EXTRACT PROVIDED: Begin

— Give or take a few notable exceptions like "Toy Story 3" and "Inception," it's been a rough summer at the movies. At least for big studio product. Boosted by 3-D ticket sales, the box-office numbers may have been healthy, but the soul-deadening march from "Clash of the Titans" to "Sex and the City 2" to "Grown Ups" hasn't been a pretty one.
But that's why we look forward to the fall, when the studios trot out their finest fare, ostensibly for Oscar consideration. Right?
But looking at the slate ahead, this particular crop of movies is shaping up like summer's second chances. Let down by the romance in "Eat, Pray, Love"? Jake Gyllenhaal and Anne Hathaway are here for you. "Iron Man 2" played a little flat? Robert Downey Jr. wants to win you back. Trampled by Twi-hards at the theater? Harry Potter wants to show 'em how it's done. These fall movies could be just what we've been waiting for.
"The Social Network"

EXTRACT PROVIDED: End
DATA PROVIDED: Begin

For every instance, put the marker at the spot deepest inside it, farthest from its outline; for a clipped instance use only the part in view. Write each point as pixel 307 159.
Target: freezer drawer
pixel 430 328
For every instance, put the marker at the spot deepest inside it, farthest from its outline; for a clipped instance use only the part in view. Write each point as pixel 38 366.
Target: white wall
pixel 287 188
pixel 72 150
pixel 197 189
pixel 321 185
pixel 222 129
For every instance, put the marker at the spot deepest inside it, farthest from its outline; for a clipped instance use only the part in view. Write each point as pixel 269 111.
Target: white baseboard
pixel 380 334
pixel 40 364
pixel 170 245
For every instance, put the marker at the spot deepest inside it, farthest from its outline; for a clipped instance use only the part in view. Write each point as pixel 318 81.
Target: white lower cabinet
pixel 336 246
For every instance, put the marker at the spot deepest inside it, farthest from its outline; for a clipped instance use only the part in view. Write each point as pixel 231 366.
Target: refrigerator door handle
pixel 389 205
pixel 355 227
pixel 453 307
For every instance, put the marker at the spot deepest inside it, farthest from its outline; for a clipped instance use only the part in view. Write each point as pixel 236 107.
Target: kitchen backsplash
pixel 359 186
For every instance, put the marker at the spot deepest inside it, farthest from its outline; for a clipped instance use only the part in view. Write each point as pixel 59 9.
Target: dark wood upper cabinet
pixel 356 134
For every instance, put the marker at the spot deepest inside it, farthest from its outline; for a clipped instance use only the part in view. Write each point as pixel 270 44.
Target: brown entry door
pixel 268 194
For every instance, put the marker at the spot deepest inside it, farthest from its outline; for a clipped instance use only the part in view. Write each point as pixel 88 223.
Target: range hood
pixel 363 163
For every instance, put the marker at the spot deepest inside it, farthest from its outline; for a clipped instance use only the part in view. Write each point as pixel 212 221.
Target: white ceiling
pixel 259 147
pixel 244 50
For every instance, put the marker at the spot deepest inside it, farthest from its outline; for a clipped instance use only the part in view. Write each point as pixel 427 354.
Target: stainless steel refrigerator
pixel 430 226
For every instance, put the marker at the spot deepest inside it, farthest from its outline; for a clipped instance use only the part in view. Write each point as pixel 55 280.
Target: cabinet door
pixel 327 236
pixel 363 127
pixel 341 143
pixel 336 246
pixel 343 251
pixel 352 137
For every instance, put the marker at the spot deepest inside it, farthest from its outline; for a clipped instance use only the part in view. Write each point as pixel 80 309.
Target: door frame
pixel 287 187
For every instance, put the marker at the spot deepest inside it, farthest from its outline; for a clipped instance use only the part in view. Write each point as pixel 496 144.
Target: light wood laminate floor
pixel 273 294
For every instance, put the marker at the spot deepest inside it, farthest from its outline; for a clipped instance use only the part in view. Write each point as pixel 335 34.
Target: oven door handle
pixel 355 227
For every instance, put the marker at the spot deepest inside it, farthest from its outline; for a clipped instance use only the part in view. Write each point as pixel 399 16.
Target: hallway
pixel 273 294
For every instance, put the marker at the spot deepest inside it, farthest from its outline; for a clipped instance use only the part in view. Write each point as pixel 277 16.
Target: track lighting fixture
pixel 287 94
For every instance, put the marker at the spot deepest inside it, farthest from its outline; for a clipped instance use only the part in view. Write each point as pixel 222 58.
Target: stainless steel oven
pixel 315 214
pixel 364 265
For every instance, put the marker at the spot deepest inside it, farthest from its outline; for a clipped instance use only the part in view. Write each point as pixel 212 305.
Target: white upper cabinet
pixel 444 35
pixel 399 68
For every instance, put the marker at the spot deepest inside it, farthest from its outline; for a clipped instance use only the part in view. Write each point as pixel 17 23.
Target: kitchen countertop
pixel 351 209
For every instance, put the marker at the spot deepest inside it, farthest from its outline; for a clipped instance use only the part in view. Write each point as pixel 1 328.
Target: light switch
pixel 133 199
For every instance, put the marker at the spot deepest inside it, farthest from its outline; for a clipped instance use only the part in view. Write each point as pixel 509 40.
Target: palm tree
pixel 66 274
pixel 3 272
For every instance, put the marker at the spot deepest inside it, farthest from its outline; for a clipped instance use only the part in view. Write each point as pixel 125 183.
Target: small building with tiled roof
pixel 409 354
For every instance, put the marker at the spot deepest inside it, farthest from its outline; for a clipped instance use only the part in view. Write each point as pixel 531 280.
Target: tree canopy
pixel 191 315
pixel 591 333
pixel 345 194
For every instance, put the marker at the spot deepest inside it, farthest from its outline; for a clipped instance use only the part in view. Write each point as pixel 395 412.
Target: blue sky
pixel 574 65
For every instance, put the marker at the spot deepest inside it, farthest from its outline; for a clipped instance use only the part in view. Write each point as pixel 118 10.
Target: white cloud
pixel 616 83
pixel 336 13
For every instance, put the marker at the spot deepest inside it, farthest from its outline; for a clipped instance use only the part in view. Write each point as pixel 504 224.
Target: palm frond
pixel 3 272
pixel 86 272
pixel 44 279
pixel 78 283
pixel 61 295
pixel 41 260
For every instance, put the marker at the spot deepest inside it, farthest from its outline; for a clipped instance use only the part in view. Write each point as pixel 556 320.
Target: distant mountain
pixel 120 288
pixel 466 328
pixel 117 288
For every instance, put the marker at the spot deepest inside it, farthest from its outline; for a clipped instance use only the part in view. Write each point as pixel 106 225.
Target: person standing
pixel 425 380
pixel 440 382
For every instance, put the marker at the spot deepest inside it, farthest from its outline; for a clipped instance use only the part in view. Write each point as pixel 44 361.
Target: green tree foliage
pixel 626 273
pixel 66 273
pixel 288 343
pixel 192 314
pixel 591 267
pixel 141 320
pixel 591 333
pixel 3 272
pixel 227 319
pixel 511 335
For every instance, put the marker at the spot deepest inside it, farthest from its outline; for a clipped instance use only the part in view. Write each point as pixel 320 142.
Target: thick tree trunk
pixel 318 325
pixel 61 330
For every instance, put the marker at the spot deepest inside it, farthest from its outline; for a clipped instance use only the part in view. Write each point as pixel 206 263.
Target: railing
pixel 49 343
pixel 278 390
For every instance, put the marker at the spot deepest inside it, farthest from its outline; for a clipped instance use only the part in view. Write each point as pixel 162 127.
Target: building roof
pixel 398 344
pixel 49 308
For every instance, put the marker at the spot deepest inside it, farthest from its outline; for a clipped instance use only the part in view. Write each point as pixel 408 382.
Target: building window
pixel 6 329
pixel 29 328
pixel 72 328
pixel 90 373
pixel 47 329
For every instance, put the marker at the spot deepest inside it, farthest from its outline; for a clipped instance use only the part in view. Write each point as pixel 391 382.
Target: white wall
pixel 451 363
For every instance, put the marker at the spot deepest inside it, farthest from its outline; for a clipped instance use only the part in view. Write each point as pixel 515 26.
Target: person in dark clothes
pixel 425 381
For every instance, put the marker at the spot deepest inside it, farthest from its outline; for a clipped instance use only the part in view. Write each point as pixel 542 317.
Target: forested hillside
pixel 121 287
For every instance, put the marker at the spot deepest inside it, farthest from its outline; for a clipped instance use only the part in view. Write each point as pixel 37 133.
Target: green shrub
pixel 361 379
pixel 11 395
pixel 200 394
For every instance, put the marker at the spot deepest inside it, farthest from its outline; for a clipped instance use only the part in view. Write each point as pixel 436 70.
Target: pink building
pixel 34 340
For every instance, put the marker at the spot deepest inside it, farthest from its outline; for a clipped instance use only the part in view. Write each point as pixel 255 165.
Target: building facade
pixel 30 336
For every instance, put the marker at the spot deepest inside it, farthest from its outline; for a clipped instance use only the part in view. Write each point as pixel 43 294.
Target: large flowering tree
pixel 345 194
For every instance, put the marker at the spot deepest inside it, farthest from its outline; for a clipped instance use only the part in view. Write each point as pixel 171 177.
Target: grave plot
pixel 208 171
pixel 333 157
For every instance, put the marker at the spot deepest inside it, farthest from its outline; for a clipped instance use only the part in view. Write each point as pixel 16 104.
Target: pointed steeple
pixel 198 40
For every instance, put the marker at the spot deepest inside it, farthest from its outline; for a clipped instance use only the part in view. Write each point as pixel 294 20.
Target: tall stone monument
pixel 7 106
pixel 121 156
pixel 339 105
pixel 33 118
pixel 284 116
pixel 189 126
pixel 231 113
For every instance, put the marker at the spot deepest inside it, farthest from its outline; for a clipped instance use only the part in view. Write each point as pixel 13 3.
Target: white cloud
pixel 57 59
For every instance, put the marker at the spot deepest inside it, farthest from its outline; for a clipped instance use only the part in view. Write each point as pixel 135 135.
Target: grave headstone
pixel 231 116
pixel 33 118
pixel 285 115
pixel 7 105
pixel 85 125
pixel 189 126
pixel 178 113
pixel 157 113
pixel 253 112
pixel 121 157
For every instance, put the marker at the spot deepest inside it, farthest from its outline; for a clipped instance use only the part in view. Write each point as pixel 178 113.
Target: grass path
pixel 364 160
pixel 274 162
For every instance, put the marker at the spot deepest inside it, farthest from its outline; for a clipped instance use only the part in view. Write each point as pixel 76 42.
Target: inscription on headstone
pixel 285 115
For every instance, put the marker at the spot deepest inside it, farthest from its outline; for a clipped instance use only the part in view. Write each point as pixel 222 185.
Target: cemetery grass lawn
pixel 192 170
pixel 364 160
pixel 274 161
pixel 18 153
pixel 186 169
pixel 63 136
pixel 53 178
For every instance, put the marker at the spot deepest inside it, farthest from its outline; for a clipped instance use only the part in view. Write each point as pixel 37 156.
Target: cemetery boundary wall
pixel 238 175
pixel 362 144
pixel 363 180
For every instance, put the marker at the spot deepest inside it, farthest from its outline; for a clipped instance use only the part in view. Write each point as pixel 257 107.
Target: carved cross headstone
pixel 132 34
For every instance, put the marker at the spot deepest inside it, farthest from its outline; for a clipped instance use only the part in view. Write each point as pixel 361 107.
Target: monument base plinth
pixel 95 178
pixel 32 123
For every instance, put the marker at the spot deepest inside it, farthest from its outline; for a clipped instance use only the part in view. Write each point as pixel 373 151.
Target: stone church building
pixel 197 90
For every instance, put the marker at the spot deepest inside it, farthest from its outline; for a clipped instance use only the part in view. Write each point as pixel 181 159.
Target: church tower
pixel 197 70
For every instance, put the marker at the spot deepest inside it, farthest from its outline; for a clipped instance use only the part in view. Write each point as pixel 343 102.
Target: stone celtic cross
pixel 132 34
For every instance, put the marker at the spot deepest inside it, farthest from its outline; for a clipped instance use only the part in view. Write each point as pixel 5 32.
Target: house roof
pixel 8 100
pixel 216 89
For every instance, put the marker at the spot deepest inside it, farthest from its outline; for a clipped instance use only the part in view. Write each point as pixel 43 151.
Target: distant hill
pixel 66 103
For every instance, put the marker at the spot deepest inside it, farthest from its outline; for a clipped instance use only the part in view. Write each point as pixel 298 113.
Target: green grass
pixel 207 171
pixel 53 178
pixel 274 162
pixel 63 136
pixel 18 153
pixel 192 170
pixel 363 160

DATA PROVIDED: End

#### [YOUR TASKS]
1. Please set down the part of the fall movie preview from "But looking at" to "been waiting for.".
2. Summarize the fall movie preview in two sentences.

#### [ANSWERS PROVIDED]
1.
But looking at the slate ahead, this particular crop of movies is shaping up like summer's second chances. Let down by the romance in "Eat, Pray, Love"? Jake Gyllenhaal and Anne Hathaway are here for you. "Iron Man 2" played a little flat? Robert Downey Jr. wants to win you back. Trampled by Twi-hards at the theater? Harry Potter wants to show 'em how it's done. These fall movies could be just what we've been waiting for.

2. Aside from a few exceptions such as "Toy Story 3" and "Inception," this summer's big studio movies have been a rough run, even though 3-D ticket sales kept box-office numbers healthy. The fall slate is shaping up as a set of second chances for summer's letdowns, with Jake Gyllenhaal and Anne Hathaway, Robert Downey Jr., and Harry Potter on the way.